Problem to work on = Without any pictures, print exactly the lines that run from the start of the data through the line containing "Target: red and white drum".

Saved entries
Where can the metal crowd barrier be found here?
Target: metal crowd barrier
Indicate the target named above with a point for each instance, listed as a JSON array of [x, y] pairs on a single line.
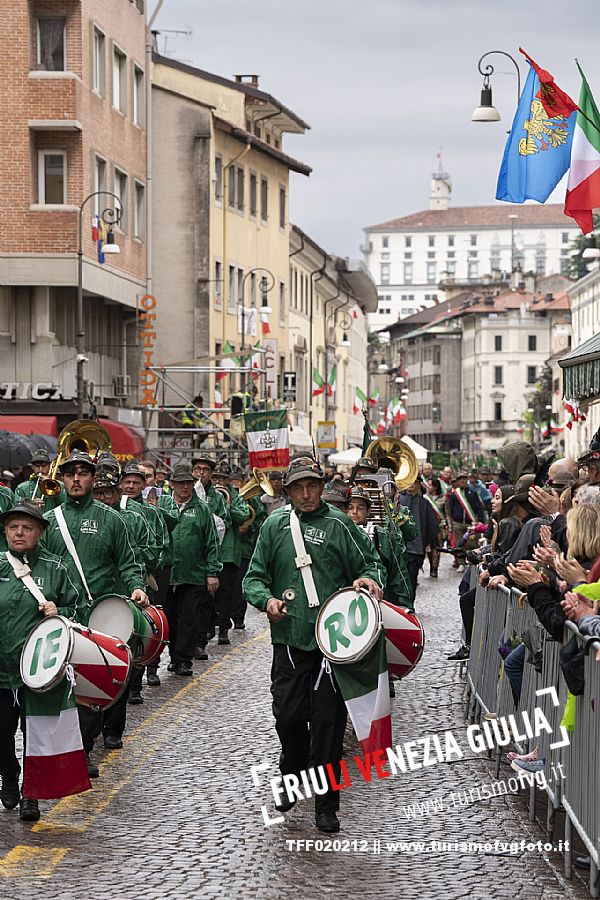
[[499, 613]]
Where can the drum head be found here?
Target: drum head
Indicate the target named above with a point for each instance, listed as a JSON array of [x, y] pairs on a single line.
[[112, 616], [46, 653], [348, 626]]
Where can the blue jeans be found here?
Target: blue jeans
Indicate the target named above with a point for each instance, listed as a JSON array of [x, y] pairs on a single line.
[[513, 666]]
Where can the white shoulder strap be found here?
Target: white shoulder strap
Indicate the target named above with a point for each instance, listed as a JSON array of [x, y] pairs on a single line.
[[303, 560], [23, 572], [66, 534]]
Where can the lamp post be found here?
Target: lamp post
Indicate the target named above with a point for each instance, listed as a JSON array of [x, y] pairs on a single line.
[[486, 111], [110, 216]]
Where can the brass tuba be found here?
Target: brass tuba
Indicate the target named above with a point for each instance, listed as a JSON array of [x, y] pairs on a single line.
[[82, 434], [391, 453]]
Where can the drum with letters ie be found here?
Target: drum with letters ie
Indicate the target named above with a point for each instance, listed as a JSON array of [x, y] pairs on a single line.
[[146, 631], [100, 662], [348, 625], [404, 639]]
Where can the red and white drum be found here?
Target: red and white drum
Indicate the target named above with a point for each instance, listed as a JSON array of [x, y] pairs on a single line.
[[145, 630], [100, 663], [404, 639], [348, 625]]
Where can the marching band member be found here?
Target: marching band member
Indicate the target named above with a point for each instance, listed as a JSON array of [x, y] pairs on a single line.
[[93, 541], [31, 489], [196, 564], [389, 543], [231, 554], [248, 537], [302, 688], [19, 614]]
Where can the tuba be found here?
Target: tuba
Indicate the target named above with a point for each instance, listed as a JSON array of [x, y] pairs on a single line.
[[391, 453], [82, 434]]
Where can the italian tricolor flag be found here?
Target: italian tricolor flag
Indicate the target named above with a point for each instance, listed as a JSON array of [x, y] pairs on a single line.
[[360, 402], [366, 691], [318, 383], [583, 189], [229, 362], [55, 764], [268, 439]]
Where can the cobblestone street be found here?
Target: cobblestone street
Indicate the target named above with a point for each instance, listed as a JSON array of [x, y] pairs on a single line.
[[175, 813]]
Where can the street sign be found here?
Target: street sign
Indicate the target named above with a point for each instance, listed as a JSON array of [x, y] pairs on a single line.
[[289, 387], [326, 436]]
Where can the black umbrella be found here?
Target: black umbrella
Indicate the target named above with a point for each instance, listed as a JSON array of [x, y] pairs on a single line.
[[15, 450]]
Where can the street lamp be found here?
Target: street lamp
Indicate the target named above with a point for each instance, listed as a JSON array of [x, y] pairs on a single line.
[[110, 216], [486, 111]]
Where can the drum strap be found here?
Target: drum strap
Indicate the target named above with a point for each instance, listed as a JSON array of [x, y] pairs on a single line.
[[303, 560], [66, 535], [23, 572]]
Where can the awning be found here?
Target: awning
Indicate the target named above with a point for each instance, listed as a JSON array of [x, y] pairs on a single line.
[[581, 370], [127, 441], [30, 424]]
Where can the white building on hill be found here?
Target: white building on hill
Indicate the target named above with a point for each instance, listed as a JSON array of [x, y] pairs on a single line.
[[409, 257]]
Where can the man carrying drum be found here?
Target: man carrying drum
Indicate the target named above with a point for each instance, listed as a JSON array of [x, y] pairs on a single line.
[[338, 554], [92, 540], [20, 612]]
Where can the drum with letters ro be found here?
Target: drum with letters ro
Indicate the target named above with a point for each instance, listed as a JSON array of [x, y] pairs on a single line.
[[348, 625], [100, 663], [146, 631], [404, 639]]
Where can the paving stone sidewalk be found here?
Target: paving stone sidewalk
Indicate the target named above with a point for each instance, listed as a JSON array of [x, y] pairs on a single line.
[[175, 814]]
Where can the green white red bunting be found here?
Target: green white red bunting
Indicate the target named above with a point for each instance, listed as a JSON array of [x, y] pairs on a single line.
[[583, 188], [366, 691], [55, 764], [268, 439]]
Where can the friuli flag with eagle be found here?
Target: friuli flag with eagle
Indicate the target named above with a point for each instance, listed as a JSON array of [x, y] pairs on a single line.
[[538, 149]]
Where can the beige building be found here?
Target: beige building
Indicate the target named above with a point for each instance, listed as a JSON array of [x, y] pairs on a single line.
[[330, 298], [220, 225]]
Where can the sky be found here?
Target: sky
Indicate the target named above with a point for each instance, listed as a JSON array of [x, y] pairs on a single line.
[[384, 84]]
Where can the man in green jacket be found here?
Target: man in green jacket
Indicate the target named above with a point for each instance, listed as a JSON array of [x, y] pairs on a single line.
[[303, 690], [231, 550], [31, 489], [19, 614], [108, 559], [195, 567]]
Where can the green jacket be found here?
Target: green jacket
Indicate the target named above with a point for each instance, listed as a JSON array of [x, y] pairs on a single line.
[[239, 512], [109, 560], [340, 551], [195, 545], [392, 550], [26, 489], [249, 538], [19, 613], [7, 499], [158, 535]]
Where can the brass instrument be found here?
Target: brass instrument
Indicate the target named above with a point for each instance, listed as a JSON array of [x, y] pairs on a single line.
[[82, 434], [257, 484], [391, 453]]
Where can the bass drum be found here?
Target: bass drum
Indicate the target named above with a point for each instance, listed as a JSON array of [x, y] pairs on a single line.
[[404, 639], [348, 625]]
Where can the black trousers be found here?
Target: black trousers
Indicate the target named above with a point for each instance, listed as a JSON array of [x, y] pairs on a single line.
[[12, 713], [188, 609], [467, 611], [308, 721], [239, 605], [414, 564], [224, 596]]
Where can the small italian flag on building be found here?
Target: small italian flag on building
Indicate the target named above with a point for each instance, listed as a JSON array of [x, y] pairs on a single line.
[[268, 439], [583, 188], [318, 383], [55, 764], [366, 692]]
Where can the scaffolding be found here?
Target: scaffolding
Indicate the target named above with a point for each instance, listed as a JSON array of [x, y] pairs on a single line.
[[179, 443]]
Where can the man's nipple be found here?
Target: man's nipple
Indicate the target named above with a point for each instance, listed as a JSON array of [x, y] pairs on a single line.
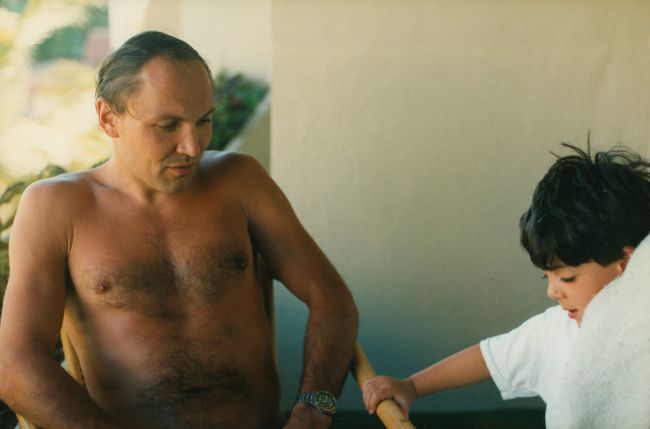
[[102, 287]]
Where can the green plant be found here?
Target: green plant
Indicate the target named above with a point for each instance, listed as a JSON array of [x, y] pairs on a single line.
[[236, 97]]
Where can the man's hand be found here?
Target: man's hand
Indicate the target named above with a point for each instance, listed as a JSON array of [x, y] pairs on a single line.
[[305, 417], [379, 388]]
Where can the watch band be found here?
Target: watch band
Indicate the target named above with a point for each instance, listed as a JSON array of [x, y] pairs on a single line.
[[324, 402]]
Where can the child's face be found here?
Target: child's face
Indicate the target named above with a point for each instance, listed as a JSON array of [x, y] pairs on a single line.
[[574, 287]]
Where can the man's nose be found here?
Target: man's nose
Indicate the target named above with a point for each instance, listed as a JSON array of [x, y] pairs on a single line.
[[190, 144]]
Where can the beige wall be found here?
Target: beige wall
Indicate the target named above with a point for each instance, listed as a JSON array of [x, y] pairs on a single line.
[[409, 136], [233, 34]]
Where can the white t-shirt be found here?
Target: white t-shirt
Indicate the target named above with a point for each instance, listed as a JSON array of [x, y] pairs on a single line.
[[529, 360]]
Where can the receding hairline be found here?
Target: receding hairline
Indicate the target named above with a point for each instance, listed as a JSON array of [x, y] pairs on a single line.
[[135, 82]]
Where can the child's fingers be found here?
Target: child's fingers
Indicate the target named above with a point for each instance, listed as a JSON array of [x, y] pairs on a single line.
[[376, 390]]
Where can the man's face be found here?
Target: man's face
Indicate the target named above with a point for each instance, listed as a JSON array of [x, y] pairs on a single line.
[[167, 125], [573, 287]]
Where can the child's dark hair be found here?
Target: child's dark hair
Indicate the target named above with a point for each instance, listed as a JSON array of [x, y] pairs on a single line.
[[587, 210]]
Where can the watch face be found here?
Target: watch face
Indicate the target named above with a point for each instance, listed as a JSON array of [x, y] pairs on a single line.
[[326, 402]]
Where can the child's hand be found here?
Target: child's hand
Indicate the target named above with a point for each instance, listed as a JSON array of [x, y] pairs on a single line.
[[379, 388]]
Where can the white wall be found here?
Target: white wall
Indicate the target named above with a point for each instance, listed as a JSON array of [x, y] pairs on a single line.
[[409, 136]]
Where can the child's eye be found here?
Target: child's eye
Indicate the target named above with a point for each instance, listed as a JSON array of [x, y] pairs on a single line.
[[171, 126]]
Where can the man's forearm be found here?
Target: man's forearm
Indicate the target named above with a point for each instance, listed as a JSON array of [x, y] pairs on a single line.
[[329, 344], [40, 390]]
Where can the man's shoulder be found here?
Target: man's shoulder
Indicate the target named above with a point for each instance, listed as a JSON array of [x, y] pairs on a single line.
[[68, 189], [231, 166]]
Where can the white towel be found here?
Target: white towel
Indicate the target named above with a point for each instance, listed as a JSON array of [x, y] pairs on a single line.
[[606, 381]]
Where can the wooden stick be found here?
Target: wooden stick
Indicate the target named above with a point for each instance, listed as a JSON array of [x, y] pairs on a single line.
[[388, 411]]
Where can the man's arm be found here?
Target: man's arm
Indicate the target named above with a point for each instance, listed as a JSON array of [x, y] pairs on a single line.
[[32, 382], [303, 268]]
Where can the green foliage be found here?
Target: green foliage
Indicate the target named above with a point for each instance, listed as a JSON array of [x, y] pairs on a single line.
[[236, 97], [69, 41]]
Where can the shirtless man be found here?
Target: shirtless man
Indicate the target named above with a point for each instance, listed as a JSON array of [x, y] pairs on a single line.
[[148, 261]]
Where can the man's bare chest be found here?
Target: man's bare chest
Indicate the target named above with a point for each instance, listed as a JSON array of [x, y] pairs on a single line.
[[151, 266]]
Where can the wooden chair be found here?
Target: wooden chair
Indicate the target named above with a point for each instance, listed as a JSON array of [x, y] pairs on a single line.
[[388, 411]]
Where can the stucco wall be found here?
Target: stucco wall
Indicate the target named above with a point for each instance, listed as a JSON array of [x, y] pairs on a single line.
[[409, 136]]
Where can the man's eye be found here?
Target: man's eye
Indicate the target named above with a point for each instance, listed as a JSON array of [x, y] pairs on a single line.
[[167, 126]]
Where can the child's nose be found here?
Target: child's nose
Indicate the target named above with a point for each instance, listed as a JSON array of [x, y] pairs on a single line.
[[553, 292]]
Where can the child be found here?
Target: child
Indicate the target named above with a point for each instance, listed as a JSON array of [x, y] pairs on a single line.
[[586, 218]]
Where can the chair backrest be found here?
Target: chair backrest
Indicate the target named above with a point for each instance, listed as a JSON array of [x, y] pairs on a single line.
[[388, 411]]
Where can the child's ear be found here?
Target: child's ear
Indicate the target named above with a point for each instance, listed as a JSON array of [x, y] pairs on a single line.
[[107, 118], [627, 254]]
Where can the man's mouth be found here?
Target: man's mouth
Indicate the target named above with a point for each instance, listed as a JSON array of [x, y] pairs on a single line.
[[182, 168]]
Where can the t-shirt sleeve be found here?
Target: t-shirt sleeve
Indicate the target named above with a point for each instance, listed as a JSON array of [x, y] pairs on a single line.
[[512, 358]]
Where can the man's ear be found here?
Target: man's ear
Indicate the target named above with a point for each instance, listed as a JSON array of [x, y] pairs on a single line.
[[107, 118], [627, 254]]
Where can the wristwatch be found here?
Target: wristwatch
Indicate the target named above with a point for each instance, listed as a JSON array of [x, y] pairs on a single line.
[[324, 402]]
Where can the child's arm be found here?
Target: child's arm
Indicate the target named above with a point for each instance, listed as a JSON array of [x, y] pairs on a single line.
[[461, 369]]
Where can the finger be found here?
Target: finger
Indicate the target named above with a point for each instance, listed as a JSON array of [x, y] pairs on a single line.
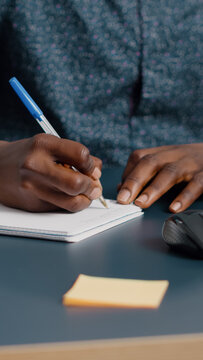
[[137, 155], [191, 192], [98, 162], [138, 178], [65, 151], [59, 199], [170, 175], [40, 170]]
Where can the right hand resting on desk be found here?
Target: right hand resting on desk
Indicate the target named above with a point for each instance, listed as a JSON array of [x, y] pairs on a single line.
[[33, 178]]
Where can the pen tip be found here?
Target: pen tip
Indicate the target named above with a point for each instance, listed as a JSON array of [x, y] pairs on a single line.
[[103, 201]]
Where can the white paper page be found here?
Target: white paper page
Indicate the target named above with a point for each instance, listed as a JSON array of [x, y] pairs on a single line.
[[63, 225]]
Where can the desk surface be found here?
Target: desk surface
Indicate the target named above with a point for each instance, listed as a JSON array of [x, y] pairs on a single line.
[[34, 275]]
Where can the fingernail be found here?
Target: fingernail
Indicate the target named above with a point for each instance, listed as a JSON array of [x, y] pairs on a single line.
[[96, 173], [142, 198], [96, 192], [176, 206], [124, 195]]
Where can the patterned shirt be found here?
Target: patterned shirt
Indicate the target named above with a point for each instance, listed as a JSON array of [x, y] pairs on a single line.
[[113, 75]]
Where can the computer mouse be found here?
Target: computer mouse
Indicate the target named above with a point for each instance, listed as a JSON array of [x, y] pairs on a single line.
[[184, 232]]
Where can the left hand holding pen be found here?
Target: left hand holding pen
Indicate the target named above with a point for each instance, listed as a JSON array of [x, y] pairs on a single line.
[[150, 173]]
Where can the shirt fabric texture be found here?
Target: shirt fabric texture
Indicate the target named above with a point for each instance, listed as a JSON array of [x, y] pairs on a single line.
[[115, 75]]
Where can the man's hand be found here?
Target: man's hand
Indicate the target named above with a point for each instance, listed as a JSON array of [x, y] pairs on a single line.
[[150, 173], [36, 174]]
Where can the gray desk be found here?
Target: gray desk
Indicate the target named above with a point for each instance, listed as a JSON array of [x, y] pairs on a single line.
[[34, 275]]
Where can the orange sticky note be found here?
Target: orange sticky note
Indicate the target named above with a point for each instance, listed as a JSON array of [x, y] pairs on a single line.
[[99, 291]]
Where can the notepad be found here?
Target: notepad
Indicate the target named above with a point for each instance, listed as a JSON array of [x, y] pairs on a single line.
[[102, 292], [65, 226]]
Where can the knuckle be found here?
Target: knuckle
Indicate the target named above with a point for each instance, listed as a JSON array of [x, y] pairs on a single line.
[[135, 156], [171, 168], [38, 141], [150, 159], [26, 182], [154, 187], [75, 204], [29, 163], [84, 154], [198, 179], [186, 195], [86, 160], [77, 185]]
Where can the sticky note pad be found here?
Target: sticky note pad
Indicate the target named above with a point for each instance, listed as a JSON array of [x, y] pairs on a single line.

Completed exercise =
Where can the metal crowd barrier be found here?
Target: metal crowd barrier
Indicate the target named above with a point for each instance, listed as a JSON array of [x, y] pairs on a single line.
[[499, 613]]
Where can the drum head be found here?
Target: drum head
Indicate the target named above with a point for each instance, listed as a JSON array of [x, y] pairs on a single line.
[[112, 616], [46, 653], [348, 626]]
Where can the blue jeans be found here?
Target: blue jeans
Indicate the target named above with a point for each instance, listed as a JSON array of [x, y] pairs on a single line.
[[513, 666]]
Where can the white shoulder strap be found here?
Target: white shoulder strap
Indicate the target named above with a point for each instance, listed as a JSON array of [x, y] pairs on a single line.
[[303, 560], [23, 572], [66, 534]]
Where can the lamp post be found here?
Target: lamp post
Indicate the target named above with a point for each instance, listed as a JSON array of [x, y] pairs on a single line.
[[486, 111], [110, 216]]
Where can the brass tuba be found here?
Target: brass tuba
Indicate the target named above with a point for each instance, listed as a JSON array of [x, y] pairs on a single line.
[[82, 434], [391, 453]]
Where can the drum with letters ie be found here?
Target: drum with letters ie
Indicate the target named above with a point for each instance, listed as a JSON array of [x, y] pairs on a single line.
[[146, 631], [100, 662], [348, 625], [404, 639]]
Where can the red and white drum be found here?
Target: red and white drum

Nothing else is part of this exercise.